*** EXTRACTED DATA

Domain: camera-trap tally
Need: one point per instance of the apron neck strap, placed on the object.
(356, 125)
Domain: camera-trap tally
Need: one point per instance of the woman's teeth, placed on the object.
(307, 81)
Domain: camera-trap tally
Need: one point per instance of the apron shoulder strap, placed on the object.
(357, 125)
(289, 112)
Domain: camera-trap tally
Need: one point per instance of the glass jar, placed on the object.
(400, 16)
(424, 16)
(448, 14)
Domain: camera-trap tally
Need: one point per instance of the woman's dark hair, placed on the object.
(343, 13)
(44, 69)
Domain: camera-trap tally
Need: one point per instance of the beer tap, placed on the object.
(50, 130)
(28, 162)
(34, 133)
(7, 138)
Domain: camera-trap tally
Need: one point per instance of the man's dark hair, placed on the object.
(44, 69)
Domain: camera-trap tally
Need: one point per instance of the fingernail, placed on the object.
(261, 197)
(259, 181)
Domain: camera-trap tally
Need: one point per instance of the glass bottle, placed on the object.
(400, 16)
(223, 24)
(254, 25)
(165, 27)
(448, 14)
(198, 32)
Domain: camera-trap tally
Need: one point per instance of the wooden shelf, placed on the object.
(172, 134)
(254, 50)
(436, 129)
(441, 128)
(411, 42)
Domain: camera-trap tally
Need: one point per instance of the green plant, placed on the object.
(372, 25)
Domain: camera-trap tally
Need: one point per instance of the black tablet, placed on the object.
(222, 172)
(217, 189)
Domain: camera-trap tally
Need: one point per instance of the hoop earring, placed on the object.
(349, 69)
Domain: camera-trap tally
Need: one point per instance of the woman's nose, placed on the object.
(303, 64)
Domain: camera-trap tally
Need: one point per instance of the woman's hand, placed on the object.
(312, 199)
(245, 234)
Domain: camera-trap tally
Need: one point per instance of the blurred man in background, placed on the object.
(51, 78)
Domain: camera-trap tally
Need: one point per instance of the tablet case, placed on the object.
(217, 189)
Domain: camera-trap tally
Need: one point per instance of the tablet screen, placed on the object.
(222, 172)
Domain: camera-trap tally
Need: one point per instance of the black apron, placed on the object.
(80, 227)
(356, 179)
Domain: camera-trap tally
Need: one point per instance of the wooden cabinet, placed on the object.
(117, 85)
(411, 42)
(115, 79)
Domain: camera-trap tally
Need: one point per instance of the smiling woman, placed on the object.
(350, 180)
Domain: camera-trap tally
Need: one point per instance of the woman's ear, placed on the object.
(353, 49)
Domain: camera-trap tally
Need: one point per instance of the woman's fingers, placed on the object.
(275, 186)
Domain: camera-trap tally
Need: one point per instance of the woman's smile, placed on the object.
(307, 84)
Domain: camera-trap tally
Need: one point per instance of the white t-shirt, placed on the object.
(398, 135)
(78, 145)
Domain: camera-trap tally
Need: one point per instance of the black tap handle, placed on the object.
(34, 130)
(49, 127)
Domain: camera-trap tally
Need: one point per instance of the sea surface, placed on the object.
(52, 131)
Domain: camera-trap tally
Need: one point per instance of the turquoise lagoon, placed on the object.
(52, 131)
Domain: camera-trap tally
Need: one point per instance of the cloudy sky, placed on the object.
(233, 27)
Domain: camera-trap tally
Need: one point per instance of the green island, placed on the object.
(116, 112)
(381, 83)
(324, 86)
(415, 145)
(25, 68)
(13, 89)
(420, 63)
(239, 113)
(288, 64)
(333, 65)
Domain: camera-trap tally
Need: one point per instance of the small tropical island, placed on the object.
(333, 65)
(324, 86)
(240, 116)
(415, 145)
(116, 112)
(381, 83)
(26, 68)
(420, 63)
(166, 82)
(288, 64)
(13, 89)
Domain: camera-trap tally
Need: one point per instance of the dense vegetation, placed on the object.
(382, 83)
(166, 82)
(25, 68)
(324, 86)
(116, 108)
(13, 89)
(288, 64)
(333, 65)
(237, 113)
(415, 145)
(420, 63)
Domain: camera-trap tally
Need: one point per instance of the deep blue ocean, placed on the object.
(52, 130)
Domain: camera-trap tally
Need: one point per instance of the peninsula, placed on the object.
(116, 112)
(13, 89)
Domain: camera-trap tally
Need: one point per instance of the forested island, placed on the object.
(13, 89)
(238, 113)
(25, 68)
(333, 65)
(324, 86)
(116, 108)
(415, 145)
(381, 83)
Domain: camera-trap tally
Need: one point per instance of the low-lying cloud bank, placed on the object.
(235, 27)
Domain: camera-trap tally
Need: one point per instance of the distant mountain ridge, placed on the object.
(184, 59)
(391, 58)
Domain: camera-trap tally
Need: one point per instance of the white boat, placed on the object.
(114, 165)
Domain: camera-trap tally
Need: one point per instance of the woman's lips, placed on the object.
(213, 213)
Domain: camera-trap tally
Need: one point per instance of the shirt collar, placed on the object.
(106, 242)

******

Reproduce each entry above exactly, keeping every word.

Domain: camera-trap tally
Need: one point per instance of the apron neck strap, placed on the object.
(356, 125)
Domain: camera-trap tally
Need: one point per instance of the woman's teeth, placed on the object.
(307, 81)
Domain: camera-trap tally
Need: one point per instance of the apron shoulder strap, placed on the object.
(357, 125)
(289, 112)
Domain: camera-trap tally
Need: one point per instance of the glass jar, placed on the object.
(400, 16)
(424, 16)
(448, 14)
Domain: camera-trap tally
Need: one point per instance of the woman's dark hair, placed on the object.
(343, 13)
(44, 69)
Domain: camera-trap tally
Need: one point per instance of the beer tap, placed on the object.
(50, 130)
(28, 162)
(34, 133)
(7, 138)
Domain: camera-trap tally
Need: one point per instance of the man's dark hair, placed on the object.
(44, 69)
Domain: camera-trap tally
Need: one point per instance of the fingernail, placed on the object.
(261, 197)
(259, 181)
Domain: camera-trap tally
Need: one point per instance of the glass bottle, placed on the object.
(400, 16)
(223, 24)
(254, 25)
(165, 27)
(448, 14)
(198, 32)
Domain: camera-trap tally
Need: one point per instance of the wooden shelf, placed on the object.
(172, 134)
(254, 50)
(436, 129)
(441, 128)
(411, 42)
Domain: camera-trap tally
Need: one point per instance of the green plant, placed on the object.
(372, 25)
Domain: camera-trap tally
Need: one point per instance of the black tablet, placed on the object.
(222, 172)
(217, 189)
Domain: camera-trap tally
Need: one point per instance of the hoop earring, placed on the object.
(349, 69)
Domain: camera-trap tally
Need: one point per instance of the woman's nose, placed on the object.
(303, 64)
Domain: camera-trap tally
Need: one point per instance of the woman's hand, placed on the object.
(312, 199)
(245, 234)
Domain: camera-trap tally
Need: one point per instance of the blurred man in background, placed on the object.
(51, 78)
Domain: camera-trap tally
Need: one point per instance of the tablet case, placed on the object.
(217, 189)
Domain: camera-trap tally
Need: one point per instance of the tablet screen, placed on the object.
(222, 172)
Domain: camera-trap tally
Need: one point per instance of the black apron, placed on the object.
(80, 227)
(356, 179)
Domain: camera-trap tally
Need: one point per instance of the wooden cabinet, placed on the object.
(117, 85)
(411, 42)
(115, 79)
Domain: camera-trap tally
Need: one point per instance of the smiling woman, placed on the object.
(350, 180)
Domain: camera-trap tally
Need: one point per instance of the woman's ear, placed on the object.
(353, 49)
Domain: camera-trap tally
Need: one point per instance of the woman's fingers, placed on the object.
(275, 186)
Domain: camera-trap tally
Need: one point per instance of the woman's smile, placed on the object.
(307, 84)
Domain: camera-trap tally
Need: one point per instance of the white t-shirt, placed on the object.
(398, 135)
(78, 145)
Domain: camera-trap tally
Need: one point per instance of the black tap handle, placed on the object.
(34, 130)
(49, 127)
Domain: camera-trap tally
Need: one point per instance of the sea surface, placed on the object.
(52, 131)
Domain: camera-trap tally
Need: one point per instance of the turquoise lagoon, placed on the object.
(52, 131)
Domain: camera-trap tally
Need: one point per instance of the cloudy sky, placed on the object.
(233, 27)
Domain: camera-trap tally
Need: one point per instance of the green island, placed on the object.
(116, 112)
(381, 83)
(324, 86)
(415, 145)
(25, 68)
(13, 89)
(420, 63)
(239, 113)
(288, 64)
(333, 65)
Domain: camera-trap tally
Need: one point per instance of the small tropical island, placed on the object.
(333, 65)
(324, 86)
(240, 116)
(415, 145)
(116, 112)
(381, 83)
(26, 68)
(420, 63)
(166, 82)
(288, 64)
(13, 89)
Domain: camera-trap tally
Need: one point per instance of the dense vegetation, placed on the object.
(382, 83)
(166, 82)
(25, 68)
(324, 86)
(116, 108)
(13, 89)
(288, 64)
(333, 65)
(237, 113)
(415, 145)
(420, 63)
Domain: camera-trap tally
Need: one point per instance of the deep blue ocean, placed on the object.
(52, 130)
Domain: camera-trap tally
Need: one point per instance of the peninsula, placed on the object.
(116, 112)
(13, 89)
Domain: camera-trap tally
Need: one point per instance of the forested island, placed on the object.
(13, 89)
(238, 113)
(25, 68)
(333, 65)
(324, 86)
(116, 108)
(415, 145)
(381, 83)
Domain: camera-trap tally
Need: one point per instance of the low-lying cloud bank, placed on the object.
(235, 27)
Domain: camera-trap tally
Need: one point per instance of the distant mountain ridge, placed on the object.
(184, 59)
(391, 58)
Domain: camera-trap tally
Need: one point per instance of the white boat, placed on the object.
(114, 165)
Domain: camera-trap tally
Need: one point per instance of the woman's lips, placed on the object.
(213, 213)
Domain: camera-trap tally
Need: one point per instance of the shirt collar, placed on the object.
(106, 242)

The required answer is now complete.